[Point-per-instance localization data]
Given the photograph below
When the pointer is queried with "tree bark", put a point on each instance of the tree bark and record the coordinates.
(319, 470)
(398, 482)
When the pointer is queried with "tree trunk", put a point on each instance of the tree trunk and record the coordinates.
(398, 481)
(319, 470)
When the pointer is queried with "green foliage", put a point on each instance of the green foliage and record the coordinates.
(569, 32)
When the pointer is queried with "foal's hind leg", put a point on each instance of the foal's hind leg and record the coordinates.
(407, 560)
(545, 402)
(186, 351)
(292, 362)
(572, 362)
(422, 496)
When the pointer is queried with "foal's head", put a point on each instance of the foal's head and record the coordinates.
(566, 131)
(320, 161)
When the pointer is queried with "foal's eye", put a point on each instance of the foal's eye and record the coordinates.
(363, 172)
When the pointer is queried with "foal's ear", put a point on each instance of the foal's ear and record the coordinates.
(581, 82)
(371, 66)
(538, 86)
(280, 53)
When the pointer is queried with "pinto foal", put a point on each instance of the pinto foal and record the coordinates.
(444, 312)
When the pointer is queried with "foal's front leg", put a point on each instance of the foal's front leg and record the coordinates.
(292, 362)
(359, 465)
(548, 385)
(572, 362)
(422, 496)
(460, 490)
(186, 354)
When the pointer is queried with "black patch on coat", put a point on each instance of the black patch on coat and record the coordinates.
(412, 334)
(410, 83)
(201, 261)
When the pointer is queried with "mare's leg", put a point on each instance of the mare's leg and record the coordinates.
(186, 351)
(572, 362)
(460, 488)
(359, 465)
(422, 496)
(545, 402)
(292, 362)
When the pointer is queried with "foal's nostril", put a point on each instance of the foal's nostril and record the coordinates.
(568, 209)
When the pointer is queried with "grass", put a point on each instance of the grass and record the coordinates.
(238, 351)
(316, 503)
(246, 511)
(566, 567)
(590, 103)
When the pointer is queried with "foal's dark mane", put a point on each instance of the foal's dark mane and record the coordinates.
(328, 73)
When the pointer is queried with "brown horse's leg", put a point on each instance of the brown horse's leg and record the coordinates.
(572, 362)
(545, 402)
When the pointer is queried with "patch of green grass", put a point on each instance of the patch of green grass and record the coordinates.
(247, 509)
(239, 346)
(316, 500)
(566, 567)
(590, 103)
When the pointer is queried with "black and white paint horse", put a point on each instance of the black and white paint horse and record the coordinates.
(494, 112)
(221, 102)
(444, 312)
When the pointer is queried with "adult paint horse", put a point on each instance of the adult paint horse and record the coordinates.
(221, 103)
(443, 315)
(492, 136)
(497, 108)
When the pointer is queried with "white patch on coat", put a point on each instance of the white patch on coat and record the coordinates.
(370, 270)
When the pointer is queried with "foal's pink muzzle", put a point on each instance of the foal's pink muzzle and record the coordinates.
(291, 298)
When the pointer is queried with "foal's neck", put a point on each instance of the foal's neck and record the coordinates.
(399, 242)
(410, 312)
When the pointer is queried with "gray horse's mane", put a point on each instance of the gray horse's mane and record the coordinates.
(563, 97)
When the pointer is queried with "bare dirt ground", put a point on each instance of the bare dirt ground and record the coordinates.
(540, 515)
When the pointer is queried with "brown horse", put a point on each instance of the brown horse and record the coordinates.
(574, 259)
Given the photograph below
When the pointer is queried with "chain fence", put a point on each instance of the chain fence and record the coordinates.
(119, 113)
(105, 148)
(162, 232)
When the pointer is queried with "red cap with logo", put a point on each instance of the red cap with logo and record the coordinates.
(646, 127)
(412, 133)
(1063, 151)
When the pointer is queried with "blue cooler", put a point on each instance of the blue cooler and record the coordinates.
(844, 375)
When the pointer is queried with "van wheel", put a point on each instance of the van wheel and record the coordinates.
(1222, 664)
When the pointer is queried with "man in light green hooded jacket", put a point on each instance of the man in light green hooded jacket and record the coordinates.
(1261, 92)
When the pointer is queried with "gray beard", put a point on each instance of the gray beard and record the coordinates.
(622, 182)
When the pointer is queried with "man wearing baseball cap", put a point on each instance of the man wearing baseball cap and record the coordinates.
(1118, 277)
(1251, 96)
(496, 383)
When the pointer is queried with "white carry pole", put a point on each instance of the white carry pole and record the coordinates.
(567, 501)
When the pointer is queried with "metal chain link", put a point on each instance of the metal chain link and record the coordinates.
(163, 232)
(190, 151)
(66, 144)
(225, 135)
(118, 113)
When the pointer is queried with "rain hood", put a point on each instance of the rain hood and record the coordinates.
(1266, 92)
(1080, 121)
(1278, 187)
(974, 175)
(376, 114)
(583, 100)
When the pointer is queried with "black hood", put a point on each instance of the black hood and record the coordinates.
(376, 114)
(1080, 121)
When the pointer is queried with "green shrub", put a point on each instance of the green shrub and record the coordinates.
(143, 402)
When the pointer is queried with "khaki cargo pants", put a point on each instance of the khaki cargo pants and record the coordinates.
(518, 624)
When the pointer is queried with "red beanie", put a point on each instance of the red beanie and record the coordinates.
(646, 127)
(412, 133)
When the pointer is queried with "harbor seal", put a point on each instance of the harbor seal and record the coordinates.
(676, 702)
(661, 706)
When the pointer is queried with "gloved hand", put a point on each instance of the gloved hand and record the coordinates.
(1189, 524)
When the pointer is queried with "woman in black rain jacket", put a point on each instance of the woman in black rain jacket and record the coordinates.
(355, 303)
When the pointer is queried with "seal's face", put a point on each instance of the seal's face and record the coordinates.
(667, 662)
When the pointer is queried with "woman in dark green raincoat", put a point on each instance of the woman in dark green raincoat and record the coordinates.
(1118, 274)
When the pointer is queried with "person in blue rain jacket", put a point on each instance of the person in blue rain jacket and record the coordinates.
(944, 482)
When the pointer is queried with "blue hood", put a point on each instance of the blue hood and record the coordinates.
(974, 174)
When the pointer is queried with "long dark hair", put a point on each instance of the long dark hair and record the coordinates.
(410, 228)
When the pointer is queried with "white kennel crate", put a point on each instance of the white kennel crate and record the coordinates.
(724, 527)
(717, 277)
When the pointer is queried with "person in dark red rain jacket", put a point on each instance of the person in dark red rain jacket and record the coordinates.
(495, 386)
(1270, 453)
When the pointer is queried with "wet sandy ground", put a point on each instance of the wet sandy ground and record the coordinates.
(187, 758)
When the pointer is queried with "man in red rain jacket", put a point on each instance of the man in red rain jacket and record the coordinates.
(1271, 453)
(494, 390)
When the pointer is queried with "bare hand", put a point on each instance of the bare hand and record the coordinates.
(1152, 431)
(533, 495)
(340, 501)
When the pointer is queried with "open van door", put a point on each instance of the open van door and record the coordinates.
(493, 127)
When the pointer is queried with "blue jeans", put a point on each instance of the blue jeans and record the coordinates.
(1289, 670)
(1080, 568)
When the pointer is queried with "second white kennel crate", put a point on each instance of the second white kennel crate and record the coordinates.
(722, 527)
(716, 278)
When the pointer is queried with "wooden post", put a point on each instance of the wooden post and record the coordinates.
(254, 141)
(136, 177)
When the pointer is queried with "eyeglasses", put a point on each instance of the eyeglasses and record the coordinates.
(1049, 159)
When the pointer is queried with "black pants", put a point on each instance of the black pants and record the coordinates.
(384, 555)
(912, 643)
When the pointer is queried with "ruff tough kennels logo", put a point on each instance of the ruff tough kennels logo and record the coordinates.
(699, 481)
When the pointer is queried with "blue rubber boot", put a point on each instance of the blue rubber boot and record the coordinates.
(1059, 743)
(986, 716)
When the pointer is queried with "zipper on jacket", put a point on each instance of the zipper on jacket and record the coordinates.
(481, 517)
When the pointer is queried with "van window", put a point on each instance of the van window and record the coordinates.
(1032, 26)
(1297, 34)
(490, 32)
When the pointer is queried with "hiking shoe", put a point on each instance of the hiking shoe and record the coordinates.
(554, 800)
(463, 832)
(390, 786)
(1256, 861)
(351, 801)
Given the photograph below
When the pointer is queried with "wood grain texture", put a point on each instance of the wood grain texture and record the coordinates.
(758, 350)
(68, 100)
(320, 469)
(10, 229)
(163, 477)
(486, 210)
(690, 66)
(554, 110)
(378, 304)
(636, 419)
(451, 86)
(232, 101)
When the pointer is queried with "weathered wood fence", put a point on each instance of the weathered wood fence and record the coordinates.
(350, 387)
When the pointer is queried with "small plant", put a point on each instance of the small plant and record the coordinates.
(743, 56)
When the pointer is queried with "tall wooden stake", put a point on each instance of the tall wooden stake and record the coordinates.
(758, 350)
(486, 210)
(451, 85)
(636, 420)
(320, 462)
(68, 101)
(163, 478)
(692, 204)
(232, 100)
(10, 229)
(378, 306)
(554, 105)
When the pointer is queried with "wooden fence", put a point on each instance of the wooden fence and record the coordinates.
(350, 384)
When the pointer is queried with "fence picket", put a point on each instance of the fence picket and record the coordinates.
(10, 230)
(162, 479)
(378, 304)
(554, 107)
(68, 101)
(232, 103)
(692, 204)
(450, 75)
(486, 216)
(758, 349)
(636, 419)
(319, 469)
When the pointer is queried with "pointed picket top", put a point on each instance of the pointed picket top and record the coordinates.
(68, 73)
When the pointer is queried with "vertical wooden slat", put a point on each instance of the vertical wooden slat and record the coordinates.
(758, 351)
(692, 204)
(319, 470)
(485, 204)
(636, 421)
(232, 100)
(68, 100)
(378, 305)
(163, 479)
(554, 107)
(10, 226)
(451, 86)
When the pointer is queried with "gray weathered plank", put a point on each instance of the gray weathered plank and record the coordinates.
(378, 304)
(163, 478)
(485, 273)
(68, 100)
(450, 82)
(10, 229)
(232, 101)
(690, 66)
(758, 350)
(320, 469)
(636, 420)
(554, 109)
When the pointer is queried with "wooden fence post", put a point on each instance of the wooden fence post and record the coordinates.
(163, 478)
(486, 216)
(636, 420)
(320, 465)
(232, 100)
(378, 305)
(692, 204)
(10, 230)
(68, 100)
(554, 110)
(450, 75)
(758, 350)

* WORK INSTRUCTION *
The lines to set down, exactly and with both ends included, run from the one containing "plank and record the coordinates." to the last line of the data above.

* RESPONSE BOX *
When the pointer is queried with "gray weathered plank", put a point on each instance of the gray weathered plank and record the coordinates.
(378, 304)
(163, 478)
(485, 273)
(68, 100)
(450, 82)
(10, 229)
(232, 101)
(690, 66)
(758, 350)
(320, 469)
(636, 420)
(554, 109)
When the pointer is queried with "wooden fence post", put a point on each instance of the wooden fence post and record the coordinates.
(163, 478)
(486, 216)
(636, 420)
(320, 465)
(232, 100)
(378, 305)
(692, 204)
(10, 230)
(68, 100)
(554, 110)
(450, 75)
(758, 350)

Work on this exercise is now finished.